*Extracted data*:
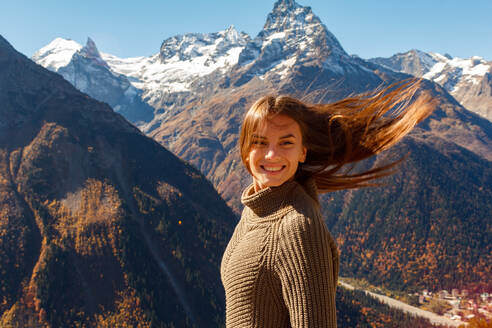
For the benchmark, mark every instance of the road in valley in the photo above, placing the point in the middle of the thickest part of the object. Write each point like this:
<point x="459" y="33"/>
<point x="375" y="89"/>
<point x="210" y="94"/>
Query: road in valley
<point x="433" y="318"/>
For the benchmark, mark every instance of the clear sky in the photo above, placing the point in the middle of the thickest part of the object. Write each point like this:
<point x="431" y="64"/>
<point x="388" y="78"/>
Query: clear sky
<point x="363" y="27"/>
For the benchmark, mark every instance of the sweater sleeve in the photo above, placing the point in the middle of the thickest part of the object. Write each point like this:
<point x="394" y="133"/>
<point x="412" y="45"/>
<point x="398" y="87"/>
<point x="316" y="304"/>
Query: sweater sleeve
<point x="306" y="263"/>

*Problem statement*: Please reproduce all of the records above line for line, leaving out the pictures.

*Exercise solution*:
For the benchmark, mark every instance of the road in valley in the photo above, placing the point in the middle of the thickest part of the object. Write each point like this:
<point x="459" y="33"/>
<point x="375" y="89"/>
<point x="210" y="94"/>
Query: road in valley
<point x="433" y="318"/>
For the benchmark, mark every instance of the clear sky in the photo above, placing the point in the middle of the thickest part of the object. Write each point like this:
<point x="431" y="64"/>
<point x="388" y="78"/>
Query: clear sky
<point x="363" y="27"/>
For the benchmark, mark every instance of the sweater sleeve in the photo above, placing the point in the middle of the thickest part of the object. Write each point like this:
<point x="394" y="133"/>
<point x="412" y="45"/>
<point x="398" y="87"/>
<point x="316" y="304"/>
Query: sweater sleeve
<point x="306" y="263"/>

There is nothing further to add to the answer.